::: STORED RECORDS :::

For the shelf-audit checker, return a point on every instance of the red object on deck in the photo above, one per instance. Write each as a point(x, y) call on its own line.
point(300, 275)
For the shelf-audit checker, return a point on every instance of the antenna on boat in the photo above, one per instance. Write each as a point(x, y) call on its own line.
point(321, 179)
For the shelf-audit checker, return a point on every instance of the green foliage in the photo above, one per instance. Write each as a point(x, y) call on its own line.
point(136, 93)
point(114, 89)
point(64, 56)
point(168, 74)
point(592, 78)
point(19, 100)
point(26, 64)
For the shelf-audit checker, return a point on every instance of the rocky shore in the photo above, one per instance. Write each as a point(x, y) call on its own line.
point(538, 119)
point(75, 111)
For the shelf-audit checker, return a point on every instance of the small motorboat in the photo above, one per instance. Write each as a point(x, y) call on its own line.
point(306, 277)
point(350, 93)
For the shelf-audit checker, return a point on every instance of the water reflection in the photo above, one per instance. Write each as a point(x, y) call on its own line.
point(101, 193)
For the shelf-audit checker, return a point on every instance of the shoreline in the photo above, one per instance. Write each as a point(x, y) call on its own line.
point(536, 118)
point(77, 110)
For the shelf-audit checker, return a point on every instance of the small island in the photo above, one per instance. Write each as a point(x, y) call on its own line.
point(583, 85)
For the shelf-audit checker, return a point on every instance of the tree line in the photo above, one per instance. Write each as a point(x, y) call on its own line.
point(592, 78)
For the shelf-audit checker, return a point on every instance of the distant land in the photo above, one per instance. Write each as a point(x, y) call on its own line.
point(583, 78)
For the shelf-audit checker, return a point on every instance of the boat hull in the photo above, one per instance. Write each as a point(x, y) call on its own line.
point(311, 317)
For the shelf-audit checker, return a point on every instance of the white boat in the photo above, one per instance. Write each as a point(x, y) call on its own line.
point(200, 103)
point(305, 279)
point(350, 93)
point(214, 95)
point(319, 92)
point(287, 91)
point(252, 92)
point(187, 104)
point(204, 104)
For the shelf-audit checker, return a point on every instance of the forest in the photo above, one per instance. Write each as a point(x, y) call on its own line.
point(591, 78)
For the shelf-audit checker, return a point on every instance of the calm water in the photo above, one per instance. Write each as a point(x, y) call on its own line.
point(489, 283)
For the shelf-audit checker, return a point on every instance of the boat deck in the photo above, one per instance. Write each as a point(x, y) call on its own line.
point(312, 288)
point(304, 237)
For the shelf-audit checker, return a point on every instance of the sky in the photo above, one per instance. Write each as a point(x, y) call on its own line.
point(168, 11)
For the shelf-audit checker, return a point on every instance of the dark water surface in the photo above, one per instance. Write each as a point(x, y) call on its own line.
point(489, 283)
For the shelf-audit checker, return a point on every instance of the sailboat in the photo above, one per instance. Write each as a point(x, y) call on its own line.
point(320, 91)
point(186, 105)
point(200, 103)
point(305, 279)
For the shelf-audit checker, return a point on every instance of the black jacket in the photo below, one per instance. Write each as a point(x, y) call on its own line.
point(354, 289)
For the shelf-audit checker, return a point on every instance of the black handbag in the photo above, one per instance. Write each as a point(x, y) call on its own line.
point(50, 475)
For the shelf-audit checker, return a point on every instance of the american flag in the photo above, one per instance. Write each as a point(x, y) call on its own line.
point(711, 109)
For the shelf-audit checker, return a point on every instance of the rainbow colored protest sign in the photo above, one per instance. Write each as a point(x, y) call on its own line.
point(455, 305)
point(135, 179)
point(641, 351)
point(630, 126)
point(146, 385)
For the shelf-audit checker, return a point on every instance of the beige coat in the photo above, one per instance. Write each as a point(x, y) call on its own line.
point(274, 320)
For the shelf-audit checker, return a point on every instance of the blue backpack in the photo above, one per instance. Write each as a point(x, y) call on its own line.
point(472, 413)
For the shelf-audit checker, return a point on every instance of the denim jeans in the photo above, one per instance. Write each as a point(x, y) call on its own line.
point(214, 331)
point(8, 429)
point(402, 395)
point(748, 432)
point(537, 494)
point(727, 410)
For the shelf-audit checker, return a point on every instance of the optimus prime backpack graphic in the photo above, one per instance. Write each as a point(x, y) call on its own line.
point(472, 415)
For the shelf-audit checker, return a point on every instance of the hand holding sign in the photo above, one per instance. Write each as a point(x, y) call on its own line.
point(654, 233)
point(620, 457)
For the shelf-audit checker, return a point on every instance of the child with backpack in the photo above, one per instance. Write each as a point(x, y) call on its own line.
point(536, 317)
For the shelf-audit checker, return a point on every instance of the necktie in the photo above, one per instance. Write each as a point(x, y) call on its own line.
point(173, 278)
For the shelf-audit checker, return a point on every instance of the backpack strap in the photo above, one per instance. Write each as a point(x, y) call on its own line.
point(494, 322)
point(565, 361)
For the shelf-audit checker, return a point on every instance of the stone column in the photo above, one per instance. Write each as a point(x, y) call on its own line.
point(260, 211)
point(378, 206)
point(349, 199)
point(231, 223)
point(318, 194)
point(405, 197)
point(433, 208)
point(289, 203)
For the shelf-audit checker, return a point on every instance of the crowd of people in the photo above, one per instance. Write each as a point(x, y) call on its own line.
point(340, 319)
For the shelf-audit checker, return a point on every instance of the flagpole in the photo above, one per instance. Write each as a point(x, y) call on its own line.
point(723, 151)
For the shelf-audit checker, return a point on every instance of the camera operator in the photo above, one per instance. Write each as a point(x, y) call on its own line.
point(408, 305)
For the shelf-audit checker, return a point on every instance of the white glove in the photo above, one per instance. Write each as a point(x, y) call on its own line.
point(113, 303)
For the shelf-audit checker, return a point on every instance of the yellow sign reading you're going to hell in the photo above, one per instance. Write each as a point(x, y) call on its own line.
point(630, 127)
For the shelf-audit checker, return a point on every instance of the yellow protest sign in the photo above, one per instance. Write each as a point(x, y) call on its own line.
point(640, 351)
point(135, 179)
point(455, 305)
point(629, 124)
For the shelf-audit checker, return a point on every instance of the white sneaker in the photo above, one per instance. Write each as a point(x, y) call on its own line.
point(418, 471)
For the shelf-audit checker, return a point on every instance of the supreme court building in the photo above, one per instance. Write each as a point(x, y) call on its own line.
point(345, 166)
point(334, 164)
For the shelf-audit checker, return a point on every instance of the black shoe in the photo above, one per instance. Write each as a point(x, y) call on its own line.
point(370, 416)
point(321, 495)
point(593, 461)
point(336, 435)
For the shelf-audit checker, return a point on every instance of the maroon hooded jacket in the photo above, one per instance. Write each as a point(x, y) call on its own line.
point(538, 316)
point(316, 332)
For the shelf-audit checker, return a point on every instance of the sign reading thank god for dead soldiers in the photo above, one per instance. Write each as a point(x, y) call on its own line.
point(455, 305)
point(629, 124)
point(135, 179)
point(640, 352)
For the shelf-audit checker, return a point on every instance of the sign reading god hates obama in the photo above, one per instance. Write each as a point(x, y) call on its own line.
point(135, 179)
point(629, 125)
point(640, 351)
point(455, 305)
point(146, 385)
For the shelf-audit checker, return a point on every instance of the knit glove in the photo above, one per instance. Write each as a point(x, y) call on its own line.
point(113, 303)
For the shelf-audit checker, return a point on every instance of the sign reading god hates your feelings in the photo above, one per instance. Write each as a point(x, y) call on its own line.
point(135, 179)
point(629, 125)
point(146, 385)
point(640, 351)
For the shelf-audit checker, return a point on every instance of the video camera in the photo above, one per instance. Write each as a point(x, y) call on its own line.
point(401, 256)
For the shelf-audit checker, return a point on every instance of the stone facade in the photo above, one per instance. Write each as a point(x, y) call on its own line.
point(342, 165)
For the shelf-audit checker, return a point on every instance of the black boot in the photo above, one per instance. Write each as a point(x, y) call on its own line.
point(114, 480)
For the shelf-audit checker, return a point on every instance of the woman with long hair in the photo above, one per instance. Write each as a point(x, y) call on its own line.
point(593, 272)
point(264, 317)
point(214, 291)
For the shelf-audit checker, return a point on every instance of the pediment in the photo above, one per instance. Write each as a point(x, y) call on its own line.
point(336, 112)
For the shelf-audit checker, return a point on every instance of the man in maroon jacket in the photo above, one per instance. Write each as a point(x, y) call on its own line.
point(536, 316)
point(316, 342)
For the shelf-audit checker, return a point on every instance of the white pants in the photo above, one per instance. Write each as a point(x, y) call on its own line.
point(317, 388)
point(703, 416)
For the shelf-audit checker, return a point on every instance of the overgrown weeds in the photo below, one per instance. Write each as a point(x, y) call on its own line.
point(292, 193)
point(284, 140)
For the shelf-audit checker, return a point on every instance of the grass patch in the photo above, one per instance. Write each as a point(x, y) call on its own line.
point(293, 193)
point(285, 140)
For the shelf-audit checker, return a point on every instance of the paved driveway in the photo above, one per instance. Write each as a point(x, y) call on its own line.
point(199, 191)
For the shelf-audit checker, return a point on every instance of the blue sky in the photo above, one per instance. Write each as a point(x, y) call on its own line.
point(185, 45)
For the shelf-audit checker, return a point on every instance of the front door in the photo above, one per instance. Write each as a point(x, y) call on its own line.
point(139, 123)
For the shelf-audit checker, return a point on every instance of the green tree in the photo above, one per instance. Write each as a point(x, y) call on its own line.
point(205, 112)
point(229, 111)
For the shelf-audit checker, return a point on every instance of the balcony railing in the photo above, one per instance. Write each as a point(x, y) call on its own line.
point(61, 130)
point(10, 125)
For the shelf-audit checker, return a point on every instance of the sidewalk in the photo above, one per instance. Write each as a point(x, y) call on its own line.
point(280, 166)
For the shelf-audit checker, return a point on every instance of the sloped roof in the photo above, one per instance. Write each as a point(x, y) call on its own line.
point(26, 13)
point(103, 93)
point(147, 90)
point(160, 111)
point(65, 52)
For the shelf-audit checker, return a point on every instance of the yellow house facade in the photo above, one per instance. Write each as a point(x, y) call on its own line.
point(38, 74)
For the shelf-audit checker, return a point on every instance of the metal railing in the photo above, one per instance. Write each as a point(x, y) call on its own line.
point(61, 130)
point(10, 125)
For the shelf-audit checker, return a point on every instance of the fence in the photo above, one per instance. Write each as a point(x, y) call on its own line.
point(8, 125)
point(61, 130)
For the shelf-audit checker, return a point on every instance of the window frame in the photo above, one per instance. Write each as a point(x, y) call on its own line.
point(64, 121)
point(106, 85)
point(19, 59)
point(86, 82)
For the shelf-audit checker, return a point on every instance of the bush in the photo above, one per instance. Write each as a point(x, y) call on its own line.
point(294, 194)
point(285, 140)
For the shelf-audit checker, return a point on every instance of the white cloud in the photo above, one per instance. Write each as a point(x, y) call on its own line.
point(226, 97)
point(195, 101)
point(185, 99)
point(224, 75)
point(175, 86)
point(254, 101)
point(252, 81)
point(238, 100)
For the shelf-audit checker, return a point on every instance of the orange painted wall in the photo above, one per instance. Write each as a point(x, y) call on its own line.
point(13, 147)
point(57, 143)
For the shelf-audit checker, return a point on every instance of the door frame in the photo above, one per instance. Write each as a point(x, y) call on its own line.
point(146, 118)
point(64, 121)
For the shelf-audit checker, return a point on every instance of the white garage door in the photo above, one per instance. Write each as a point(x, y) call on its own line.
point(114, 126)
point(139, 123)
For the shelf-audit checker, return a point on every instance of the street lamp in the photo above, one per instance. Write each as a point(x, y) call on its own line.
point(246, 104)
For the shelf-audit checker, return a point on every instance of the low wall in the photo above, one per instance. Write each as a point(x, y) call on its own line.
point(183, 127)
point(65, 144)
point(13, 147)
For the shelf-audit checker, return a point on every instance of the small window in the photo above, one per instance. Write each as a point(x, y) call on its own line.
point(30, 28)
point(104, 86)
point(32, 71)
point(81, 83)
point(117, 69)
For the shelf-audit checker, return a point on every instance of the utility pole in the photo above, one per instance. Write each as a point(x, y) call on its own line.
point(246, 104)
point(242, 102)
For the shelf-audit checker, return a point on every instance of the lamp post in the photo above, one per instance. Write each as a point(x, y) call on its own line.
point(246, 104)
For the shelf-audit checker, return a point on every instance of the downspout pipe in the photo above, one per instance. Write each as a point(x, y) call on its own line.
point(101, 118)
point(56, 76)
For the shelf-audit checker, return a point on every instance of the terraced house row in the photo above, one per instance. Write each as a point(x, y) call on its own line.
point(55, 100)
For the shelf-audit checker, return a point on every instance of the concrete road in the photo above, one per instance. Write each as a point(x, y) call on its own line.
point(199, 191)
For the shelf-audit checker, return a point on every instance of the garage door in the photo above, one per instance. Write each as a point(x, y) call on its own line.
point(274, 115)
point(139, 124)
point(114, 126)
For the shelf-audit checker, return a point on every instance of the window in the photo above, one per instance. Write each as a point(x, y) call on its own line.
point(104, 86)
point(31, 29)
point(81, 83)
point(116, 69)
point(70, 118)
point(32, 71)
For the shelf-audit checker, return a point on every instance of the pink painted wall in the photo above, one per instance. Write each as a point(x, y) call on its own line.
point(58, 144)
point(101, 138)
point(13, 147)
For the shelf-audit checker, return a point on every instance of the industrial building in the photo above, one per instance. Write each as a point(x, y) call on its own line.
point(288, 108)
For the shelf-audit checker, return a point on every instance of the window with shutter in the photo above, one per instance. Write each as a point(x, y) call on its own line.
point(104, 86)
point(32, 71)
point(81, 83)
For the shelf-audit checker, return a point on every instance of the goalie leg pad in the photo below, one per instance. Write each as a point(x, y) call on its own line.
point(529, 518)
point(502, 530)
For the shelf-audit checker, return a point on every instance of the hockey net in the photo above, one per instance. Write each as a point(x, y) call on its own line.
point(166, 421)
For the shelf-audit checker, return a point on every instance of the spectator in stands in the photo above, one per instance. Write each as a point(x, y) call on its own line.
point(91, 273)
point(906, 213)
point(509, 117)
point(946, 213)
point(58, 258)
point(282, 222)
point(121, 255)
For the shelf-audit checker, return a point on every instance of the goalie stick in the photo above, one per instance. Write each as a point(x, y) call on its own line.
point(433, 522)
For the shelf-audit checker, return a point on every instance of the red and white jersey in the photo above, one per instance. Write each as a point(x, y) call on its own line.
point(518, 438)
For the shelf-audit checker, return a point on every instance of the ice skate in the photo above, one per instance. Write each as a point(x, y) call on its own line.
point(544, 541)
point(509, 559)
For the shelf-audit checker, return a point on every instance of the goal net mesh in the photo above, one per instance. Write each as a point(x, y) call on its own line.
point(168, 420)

:::

### WHAT IS REQUIRED
Give the records as a numbered list, starting at their first line and ending at the line containing "point(583, 85)", with both of those lines included and any blank lines left out.

### THE SOLUTION
1. For the shelf-audit checker, return a point on every instance of the red object on deck in the photo above, one per instance. Write each as a point(x, y) call on its own line.
2. point(300, 275)
3. For the shelf-audit checker, return a point on every instance of the antenna on boat in the photo above, one per instance. Write each as a point(x, y) call on its own line.
4. point(321, 179)
5. For the shelf-audit checker, return a point on every instance of the green foliage in the photo above, one per instance. Write each as a point(x, y) call on its own line.
6. point(136, 93)
7. point(114, 89)
8. point(64, 56)
9. point(168, 74)
10. point(592, 78)
11. point(19, 100)
12. point(26, 64)
13. For the shelf-audit checker, return a point on every instance of the rocky shore in the photo above, one per instance. Write each as a point(x, y) call on its own line.
14. point(538, 119)
15. point(75, 111)
16. For the shelf-audit checker, return a point on every instance of the small motorboat in the photo above, one per instance. Write each as a point(x, y) call on its own line.
17. point(306, 277)
18. point(350, 93)
19. For the shelf-audit checker, return a point on every instance of the water reflection in the photo above, one per instance. Write each as a point(x, y) call on its own line.
20. point(101, 193)
21. For the shelf-audit checker, return a point on every instance of the shoreline in the photo above, one per instance. Write each as a point(x, y) call on its own line.
22. point(536, 118)
23. point(77, 110)
24. For the shelf-audit checker, return a point on every instance of the small island in the photo above, one per instance. Write each as a point(x, y) call on its own line.
25. point(583, 85)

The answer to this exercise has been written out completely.